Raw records
>> BEGIN

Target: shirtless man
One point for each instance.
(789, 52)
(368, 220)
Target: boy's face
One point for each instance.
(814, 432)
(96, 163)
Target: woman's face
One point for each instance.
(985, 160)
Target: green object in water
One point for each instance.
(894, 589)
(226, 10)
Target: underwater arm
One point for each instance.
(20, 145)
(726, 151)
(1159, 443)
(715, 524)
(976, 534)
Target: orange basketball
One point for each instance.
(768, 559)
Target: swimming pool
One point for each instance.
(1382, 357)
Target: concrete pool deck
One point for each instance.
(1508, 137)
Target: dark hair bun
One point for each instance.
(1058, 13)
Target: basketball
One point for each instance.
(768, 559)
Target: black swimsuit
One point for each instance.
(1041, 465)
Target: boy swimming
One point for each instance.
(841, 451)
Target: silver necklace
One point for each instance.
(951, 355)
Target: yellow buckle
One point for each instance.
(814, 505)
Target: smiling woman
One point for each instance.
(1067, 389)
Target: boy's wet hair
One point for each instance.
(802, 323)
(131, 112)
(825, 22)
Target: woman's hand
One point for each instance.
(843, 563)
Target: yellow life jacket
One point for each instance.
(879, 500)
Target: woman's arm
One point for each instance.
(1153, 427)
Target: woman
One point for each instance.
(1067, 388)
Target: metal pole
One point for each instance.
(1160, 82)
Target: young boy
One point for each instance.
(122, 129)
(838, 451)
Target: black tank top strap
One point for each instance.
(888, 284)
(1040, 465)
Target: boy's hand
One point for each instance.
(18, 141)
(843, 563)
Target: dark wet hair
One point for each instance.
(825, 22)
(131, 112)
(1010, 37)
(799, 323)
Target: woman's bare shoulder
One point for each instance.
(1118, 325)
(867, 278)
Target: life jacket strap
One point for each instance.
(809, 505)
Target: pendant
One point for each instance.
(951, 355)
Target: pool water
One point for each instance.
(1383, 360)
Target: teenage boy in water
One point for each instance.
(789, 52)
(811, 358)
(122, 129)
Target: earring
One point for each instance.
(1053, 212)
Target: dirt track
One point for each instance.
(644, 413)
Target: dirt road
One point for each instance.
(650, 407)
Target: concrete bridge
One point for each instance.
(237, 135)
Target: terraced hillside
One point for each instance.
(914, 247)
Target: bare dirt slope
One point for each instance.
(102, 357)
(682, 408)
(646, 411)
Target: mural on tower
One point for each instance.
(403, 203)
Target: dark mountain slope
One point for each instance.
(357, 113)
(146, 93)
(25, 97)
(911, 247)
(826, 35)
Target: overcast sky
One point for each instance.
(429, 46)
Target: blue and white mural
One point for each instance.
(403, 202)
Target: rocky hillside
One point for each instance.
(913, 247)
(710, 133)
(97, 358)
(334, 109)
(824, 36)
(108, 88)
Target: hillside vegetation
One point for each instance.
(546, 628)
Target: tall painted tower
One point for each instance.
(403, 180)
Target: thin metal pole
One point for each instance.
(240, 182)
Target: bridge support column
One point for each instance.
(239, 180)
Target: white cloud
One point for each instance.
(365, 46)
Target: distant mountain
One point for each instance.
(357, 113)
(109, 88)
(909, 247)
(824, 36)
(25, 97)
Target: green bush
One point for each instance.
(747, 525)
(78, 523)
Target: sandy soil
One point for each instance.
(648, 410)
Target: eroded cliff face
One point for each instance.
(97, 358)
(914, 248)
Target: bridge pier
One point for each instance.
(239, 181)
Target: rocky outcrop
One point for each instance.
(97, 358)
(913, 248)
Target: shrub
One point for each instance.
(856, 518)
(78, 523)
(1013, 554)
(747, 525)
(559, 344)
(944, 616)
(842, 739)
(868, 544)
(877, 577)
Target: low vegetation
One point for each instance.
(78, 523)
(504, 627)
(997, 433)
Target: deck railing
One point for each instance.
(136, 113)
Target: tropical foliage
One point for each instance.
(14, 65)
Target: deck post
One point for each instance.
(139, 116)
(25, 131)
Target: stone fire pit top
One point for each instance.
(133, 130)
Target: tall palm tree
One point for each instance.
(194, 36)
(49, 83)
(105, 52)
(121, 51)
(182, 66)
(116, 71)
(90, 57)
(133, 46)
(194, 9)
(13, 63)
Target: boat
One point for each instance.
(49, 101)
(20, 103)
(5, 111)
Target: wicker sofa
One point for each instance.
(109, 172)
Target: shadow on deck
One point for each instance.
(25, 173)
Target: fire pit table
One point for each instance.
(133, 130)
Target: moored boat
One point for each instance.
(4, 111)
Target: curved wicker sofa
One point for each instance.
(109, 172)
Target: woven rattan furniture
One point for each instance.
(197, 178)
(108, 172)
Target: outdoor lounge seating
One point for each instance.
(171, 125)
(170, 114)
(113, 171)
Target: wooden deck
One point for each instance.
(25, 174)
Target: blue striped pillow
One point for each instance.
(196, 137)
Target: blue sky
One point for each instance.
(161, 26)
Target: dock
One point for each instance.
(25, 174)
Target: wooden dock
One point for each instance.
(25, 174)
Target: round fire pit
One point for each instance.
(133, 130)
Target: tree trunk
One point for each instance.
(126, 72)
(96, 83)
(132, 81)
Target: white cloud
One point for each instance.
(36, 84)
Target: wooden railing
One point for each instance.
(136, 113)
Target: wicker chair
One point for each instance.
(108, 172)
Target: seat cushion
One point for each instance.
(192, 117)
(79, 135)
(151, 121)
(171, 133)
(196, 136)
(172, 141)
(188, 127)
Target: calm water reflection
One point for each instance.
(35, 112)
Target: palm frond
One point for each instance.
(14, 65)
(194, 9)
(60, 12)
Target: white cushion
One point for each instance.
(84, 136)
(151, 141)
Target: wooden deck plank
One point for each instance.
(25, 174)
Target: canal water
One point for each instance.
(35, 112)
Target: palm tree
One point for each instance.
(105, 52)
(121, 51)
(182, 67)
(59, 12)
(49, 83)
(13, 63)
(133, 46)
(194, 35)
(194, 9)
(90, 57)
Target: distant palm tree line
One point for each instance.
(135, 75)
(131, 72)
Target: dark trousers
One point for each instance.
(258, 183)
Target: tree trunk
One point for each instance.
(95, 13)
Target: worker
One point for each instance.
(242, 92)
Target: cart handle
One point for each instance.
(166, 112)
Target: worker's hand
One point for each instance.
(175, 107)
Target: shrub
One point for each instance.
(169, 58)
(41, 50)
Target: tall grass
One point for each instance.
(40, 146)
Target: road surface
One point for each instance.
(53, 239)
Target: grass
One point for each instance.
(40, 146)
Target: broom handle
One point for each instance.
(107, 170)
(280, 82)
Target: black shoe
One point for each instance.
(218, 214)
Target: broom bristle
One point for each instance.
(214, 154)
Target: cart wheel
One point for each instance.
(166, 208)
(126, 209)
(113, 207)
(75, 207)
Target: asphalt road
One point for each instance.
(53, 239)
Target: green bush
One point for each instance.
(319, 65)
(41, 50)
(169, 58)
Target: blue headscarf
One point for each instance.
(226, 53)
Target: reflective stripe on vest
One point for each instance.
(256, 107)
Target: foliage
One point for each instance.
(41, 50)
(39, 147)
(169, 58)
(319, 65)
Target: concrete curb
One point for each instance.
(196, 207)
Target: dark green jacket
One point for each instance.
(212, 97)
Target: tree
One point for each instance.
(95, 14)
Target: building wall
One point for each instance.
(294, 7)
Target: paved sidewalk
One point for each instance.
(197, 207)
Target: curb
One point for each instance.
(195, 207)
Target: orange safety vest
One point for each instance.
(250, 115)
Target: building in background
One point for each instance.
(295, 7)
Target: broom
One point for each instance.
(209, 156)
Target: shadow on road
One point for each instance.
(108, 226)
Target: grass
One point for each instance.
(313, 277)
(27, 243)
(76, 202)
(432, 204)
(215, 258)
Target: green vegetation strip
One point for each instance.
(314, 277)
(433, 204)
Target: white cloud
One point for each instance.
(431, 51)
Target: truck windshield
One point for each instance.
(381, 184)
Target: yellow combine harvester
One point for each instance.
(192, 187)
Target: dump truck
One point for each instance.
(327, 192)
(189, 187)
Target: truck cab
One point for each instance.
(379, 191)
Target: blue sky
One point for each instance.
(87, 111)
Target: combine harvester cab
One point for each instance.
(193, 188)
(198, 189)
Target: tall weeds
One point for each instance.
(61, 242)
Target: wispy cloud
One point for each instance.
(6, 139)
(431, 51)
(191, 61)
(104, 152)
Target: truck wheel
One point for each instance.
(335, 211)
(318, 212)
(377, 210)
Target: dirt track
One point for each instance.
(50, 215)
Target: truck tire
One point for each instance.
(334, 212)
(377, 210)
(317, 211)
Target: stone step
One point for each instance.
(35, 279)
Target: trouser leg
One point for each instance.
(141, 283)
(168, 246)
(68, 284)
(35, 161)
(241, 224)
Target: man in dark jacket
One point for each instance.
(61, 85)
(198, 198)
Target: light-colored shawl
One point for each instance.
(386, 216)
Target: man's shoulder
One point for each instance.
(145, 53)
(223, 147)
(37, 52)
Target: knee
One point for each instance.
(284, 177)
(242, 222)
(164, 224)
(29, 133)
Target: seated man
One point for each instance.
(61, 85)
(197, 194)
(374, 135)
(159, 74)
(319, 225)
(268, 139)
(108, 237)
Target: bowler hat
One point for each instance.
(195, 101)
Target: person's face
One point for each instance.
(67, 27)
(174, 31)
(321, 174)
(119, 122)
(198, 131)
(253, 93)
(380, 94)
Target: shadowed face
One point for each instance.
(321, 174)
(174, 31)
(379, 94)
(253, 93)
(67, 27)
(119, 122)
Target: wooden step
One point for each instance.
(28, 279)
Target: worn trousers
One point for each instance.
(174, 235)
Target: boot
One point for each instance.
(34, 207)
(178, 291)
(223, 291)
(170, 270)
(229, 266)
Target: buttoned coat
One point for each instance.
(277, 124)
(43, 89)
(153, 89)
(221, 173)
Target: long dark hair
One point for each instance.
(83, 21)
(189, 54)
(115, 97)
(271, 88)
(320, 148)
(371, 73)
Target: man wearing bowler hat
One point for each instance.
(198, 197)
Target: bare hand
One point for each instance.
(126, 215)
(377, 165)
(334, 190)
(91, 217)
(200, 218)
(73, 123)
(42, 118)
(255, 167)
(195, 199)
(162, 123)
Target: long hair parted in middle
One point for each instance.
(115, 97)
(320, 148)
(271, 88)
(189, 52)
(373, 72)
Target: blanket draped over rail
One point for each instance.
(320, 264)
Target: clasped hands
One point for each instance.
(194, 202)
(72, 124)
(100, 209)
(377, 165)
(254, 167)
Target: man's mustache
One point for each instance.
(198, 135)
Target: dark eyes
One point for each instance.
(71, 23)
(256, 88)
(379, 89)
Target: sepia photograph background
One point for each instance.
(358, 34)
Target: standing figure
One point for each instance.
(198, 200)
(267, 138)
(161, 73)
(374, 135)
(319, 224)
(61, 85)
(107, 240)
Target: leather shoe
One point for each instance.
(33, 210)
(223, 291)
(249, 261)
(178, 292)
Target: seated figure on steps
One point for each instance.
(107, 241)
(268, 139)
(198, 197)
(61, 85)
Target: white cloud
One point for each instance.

>> END

Work required: In the records above, return only the line that contains "Target: long hair parted in middle" and every line after it through the last, exactly as they appear.

Response below:
Target: long hair parted in middle
One point for each instance.
(115, 97)
(320, 148)
(271, 88)
(189, 52)
(373, 72)
Target: blanket draped over rail
One point for each instance.
(320, 264)
Target: clasped hands
One point for each instance.
(194, 202)
(72, 124)
(100, 209)
(377, 165)
(254, 167)
Target: man's mustache
One point for each instance.
(198, 135)
Target: dark eyes
One point for each instance.
(71, 23)
(256, 88)
(379, 89)
Target: sepia photograph background
One point for each instance.
(358, 34)
Target: standing figure
One point for each instance.
(198, 200)
(267, 138)
(161, 73)
(374, 135)
(319, 224)
(61, 85)
(107, 240)
Target: leather shoe
One point for each instance.
(33, 210)
(223, 291)
(249, 261)
(178, 292)
Target: seated figure on steps
One point for each instance.
(107, 241)
(268, 139)
(198, 197)
(61, 85)
Target: white cloud
One point for each instance.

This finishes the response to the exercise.